(SOURCE RECORDS Opens)

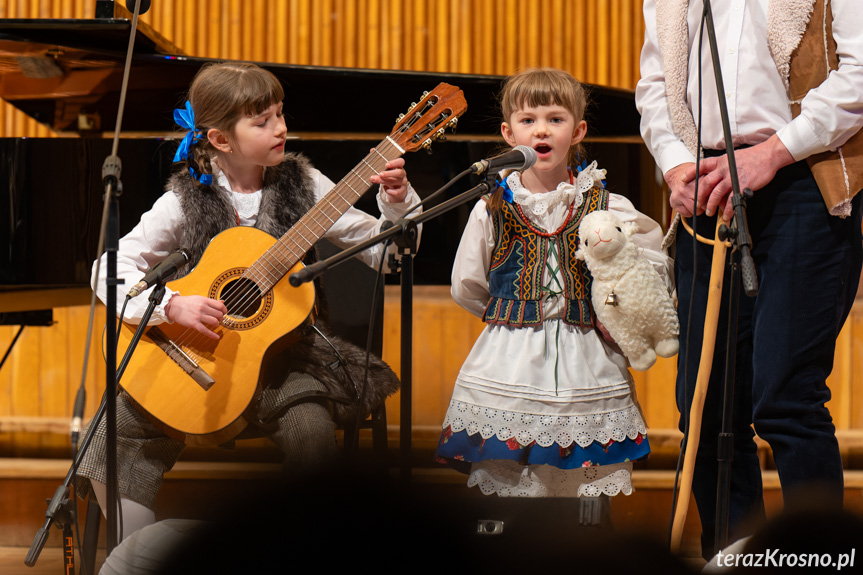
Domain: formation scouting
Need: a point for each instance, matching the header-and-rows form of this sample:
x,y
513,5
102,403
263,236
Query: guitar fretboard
x,y
296,242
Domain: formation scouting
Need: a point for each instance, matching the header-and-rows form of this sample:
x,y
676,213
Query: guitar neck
x,y
290,249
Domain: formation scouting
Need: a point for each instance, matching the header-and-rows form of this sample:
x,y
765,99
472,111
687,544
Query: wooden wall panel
x,y
596,40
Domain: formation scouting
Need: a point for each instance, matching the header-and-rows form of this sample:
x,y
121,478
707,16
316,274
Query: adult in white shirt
x,y
793,77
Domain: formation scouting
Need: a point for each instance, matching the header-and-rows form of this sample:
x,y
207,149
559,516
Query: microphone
x,y
519,158
77,416
130,5
162,271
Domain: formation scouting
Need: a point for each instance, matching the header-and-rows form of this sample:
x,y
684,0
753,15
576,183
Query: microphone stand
x,y
60,503
111,170
404,233
738,235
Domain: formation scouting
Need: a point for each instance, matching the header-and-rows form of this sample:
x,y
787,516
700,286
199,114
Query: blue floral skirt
x,y
460,449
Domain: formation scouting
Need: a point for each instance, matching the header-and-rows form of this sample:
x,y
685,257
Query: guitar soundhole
x,y
242,298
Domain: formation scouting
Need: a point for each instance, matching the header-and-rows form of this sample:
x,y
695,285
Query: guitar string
x,y
252,292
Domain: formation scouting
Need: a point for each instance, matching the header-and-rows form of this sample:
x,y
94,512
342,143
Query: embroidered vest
x,y
519,260
287,195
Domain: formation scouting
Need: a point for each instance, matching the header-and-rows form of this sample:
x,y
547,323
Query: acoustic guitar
x,y
197,389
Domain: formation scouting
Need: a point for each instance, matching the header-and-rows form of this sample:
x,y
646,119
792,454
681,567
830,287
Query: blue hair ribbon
x,y
185,118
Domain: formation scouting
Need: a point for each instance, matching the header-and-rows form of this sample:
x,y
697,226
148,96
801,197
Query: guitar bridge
x,y
181,358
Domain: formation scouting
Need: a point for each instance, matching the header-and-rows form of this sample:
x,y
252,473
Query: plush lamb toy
x,y
629,297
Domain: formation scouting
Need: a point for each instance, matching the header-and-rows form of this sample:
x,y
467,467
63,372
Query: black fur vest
x,y
287,195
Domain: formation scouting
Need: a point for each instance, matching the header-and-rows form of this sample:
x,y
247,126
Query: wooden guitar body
x,y
176,391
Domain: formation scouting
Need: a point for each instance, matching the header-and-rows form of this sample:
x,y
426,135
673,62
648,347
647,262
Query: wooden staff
x,y
711,319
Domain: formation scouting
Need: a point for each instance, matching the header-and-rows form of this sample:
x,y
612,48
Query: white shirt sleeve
x,y
831,113
470,269
656,128
157,235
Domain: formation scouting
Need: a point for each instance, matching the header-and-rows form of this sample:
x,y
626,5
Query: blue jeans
x,y
808,264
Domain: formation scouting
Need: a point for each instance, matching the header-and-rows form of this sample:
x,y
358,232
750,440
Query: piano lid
x,y
67,74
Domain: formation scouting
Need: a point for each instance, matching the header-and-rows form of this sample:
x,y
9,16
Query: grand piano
x,y
67,74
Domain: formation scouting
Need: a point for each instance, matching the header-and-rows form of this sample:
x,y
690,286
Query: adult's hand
x,y
756,167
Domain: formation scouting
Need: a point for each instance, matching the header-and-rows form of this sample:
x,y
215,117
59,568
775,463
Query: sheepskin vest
x,y
287,195
800,37
519,259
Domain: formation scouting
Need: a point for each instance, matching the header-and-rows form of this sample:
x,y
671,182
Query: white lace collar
x,y
246,205
565,193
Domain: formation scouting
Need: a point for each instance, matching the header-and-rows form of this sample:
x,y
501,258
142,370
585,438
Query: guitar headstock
x,y
428,119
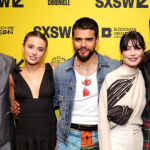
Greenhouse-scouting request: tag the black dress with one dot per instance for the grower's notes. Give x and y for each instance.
(36, 123)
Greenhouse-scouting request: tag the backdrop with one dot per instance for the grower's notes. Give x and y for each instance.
(55, 18)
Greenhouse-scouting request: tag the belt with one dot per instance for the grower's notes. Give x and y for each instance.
(84, 127)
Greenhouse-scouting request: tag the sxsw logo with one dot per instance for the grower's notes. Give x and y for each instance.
(106, 32)
(121, 3)
(59, 2)
(15, 3)
(54, 31)
(116, 32)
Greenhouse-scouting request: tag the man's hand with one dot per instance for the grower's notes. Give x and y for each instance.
(15, 108)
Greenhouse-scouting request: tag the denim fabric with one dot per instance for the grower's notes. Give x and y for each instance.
(65, 88)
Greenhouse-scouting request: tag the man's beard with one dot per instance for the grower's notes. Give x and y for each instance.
(84, 58)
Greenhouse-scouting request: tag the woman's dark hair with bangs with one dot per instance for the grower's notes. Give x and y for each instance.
(86, 23)
(135, 38)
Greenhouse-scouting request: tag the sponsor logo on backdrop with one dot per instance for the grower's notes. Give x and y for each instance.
(57, 60)
(59, 2)
(54, 31)
(121, 3)
(116, 32)
(6, 30)
(11, 3)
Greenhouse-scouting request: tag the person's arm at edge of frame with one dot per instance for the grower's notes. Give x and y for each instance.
(103, 123)
(55, 98)
(15, 107)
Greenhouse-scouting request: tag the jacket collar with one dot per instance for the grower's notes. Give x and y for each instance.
(101, 62)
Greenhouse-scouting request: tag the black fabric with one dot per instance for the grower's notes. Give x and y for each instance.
(146, 69)
(36, 124)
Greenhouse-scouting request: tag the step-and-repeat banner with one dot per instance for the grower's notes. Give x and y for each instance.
(55, 18)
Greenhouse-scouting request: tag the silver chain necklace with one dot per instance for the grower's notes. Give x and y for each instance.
(86, 68)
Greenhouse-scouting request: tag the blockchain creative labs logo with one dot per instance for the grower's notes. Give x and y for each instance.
(7, 3)
(6, 30)
(116, 32)
(54, 31)
(57, 60)
(121, 3)
(59, 2)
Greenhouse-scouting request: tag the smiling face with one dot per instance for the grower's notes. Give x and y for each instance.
(34, 50)
(84, 42)
(132, 56)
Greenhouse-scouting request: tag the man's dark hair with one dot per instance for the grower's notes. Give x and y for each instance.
(135, 38)
(86, 23)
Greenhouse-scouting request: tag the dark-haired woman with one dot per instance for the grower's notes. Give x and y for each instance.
(122, 99)
(32, 87)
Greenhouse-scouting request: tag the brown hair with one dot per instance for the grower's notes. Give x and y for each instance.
(35, 34)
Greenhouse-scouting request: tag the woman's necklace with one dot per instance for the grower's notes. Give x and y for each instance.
(86, 68)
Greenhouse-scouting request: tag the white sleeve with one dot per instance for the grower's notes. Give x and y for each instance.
(103, 123)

(SOURCE RECORDS Closes)

WHAT IS EXPECTED: Exclude the pictures and print the rest of the data exactly.

SOLUTION TO THE PROBLEM:
Domain: formation scouting
Need: a point for each instance, matching the header-and-rows form of this sample:
x,y
513,5
102,403
263,236
Query: guitar fretboard
x,y
296,242
Domain: formation scouting
Need: a point for each instance, matching the header-and-rows form of this sample:
x,y
676,213
Query: guitar neck
x,y
290,249
Domain: formation scouting
Need: a point for each instance, matching the header-and-rows form of this sample:
x,y
765,99
472,111
687,544
Query: wooden wall panel
x,y
596,40
Domain: formation scouting
Need: a point for each instance, matching the header-and-rows form of this sample:
x,y
121,478
707,16
316,274
Query: adult in white shirt
x,y
793,77
Domain: formation scouting
Need: a point for each instance, matching the header-and-rows form of this sample:
x,y
207,149
559,516
Query: microphone
x,y
519,158
77,416
130,5
162,271
Domain: formation scouting
Need: a point for each instance, matching the header-and-rows form of this sample:
x,y
684,0
753,15
576,183
Query: microphone stand
x,y
60,503
111,170
404,233
738,235
Domain: formation scouting
Need: a point for each instance, matching the header-and-rows form of this sample:
x,y
787,516
700,286
199,114
Query: blue floral skirt
x,y
460,449
Domain: formation scouting
Need: a point for each instance, matching the header-and-rows form of this sample:
x,y
685,257
Query: guitar soundhole
x,y
242,298
Domain: formation scouting
Need: a point for each instance, matching the header-and-rows form of this sample:
x,y
695,285
Query: guitar string
x,y
252,292
Domain: formation scouting
Need: a point for each instance, matching the header-and-rows form of this sample:
x,y
94,512
342,143
Query: embroidered vest
x,y
519,260
287,195
Domain: formation scouting
Need: a point for each instance, matching the header-and-rows form of this sample:
x,y
547,323
Query: acoustic guitar
x,y
197,389
Domain: formation scouting
Need: a point for each instance, matching the header-and-rows form of this sample:
x,y
646,119
792,454
681,567
830,287
Query: blue hair ribbon
x,y
185,118
Domain: formation scouting
Need: a point for each instance, matching the header-and-rows form of this sample:
x,y
697,226
148,96
801,197
Query: guitar bridge
x,y
181,358
Domain: formation scouting
Need: a point for each instance, matching the header-and-rows form of this sample:
x,y
252,473
Query: plush lamb toy
x,y
629,297
Domain: formation scouting
Need: a point for each instance, matching the header-and-rows form of this sample:
x,y
467,467
63,372
Query: black fur vest
x,y
287,195
Domain: formation scouting
Need: a point for each instance, matching the header-and-rows form of this sample:
x,y
247,126
Query: wooden guitar body
x,y
176,391
Domain: formation scouting
Need: a point for each instance, matching the header-and-rows form of this sample:
x,y
426,135
673,62
648,347
647,262
Query: wooden staff
x,y
711,319
Domain: formation scouting
Need: a point for each instance, matching the header-and-rows form of this sample:
x,y
612,48
Query: white shirt sleeve
x,y
831,113
470,269
656,128
157,235
Domain: formation scouting
Need: a point for each instance, matching the header-and-rows form of this sample:
x,y
626,5
Query: blue jeans
x,y
808,264
Domain: formation scouting
Need: a point for each instance, matching the header-and-rows form of this sample:
x,y
358,232
750,440
Query: piano lid
x,y
67,74
Domain: formation scouting
Need: a point for each instance, matching the header-and-rows form of this sample:
x,y
9,16
Query: grand piano
x,y
67,74
Domain: formation scouting
Need: a point for each instance, matching the header-and-rows form of this sample:
x,y
690,286
Query: adult's hand
x,y
756,167
Domain: formation scouting
Need: a point for each instance, matching the header-and-rows form of this sample:
x,y
215,117
59,568
775,463
Query: sheepskin vest
x,y
287,195
800,37
519,259
Domain: formation scouting
Need: a point for each instance, matching the header-and-rows form of this sample:
x,y
671,182
Query: white lace collar
x,y
246,205
565,193
Domain: formation scouting
Need: a point for each instance, matching the header-and-rows form of this sample:
x,y
501,258
142,370
585,438
Query: guitar headstock
x,y
428,119
Greenhouse-scouting request: tag the black dress with one dot per instance for the grower's notes. Give x and y for each instance.
(36, 123)
Greenhouse-scouting request: tag the backdrop with one dot per instance for the grower's notes. Give x and y for each instance.
(55, 18)
Greenhouse-scouting request: tag the belt with one dot per instance for the grower's notes. Give x and y for each instance.
(84, 127)
Greenhouse-scouting request: tag the sxsw logo with one dot per instance for the grower's notes. Give x and y for each instance.
(106, 32)
(121, 3)
(59, 2)
(15, 3)
(54, 31)
(116, 32)
Greenhouse-scouting request: tag the man's hand with one dot per instance for the grower's notes. Give x and y for each instance.
(15, 108)
Greenhouse-scouting request: tag the denim fabric with one dot per instance for the grower's notes. Give x and y for each instance.
(65, 88)
Greenhouse-scouting request: tag the man's beard with one dot per instance for the grower's notes. Give x and y for each instance.
(84, 58)
Greenhouse-scouting request: tag the woman's dark hair with bangs with one dot per instance for the grower's notes. Give x and y for each instance.
(86, 23)
(135, 38)
Greenhouse-scouting request: tag the sponsor logo on backdrop with one dot per instance for the grower's notes. Give x and y for each instance.
(57, 60)
(59, 2)
(54, 31)
(121, 3)
(116, 32)
(6, 30)
(11, 3)
Greenhouse-scouting request: tag the person's arm at edge of frame with one dot per instance for the grower's notes. Give x and y for each instance.
(103, 123)
(55, 98)
(15, 107)
Greenhouse-scouting request: tag the jacket collar with one dot per instance for the grower's notes. Give x and y for each instance.
(101, 62)
Greenhouse-scouting request: tag the black fabric with one dot per instance for the grower's notes. Give x and y for each instance.
(146, 69)
(36, 124)
Greenhouse-scouting request: tag the step-and-repeat banner with one dot per instance for the grower's notes. Give x and y for each instance.
(55, 18)
Greenhouse-scouting request: tag the silver chain necklace with one dot per instance for the grower's notes. Give x and y for each instance.
(86, 68)
Greenhouse-scouting request: tag the blockchain creative labs logo with one dot per instance for the grower's notes. Give x and y for each instance.
(7, 3)
(6, 30)
(116, 32)
(54, 31)
(57, 60)
(121, 3)
(59, 2)
Greenhouse-scouting request: tag the smiling face with one dot per instance for the grower's notes. Give x and y for each instance.
(34, 50)
(84, 42)
(132, 56)
Greenhouse-scouting request: tag the man's dark hair with one dot per instance for the grower's notes. Give x and y for each instance.
(135, 38)
(86, 23)
Greenhouse-scouting request: tag the dark-haired woman with one dot per instance for the grower's notes. Give x and y for each instance.
(122, 99)
(32, 87)
Greenhouse-scouting request: tag the brown hair with one dot per instance for the grower's notes. Give x and y for each instance.
(35, 34)
Greenhouse-scouting request: tag the woman's necklace with one dot per instance for the grower's notes. Give x and y for each instance.
(86, 68)
Greenhouse-scouting request: tag the white sleeve with one dot per instance for the grower's notes. Give x and y for each instance.
(103, 123)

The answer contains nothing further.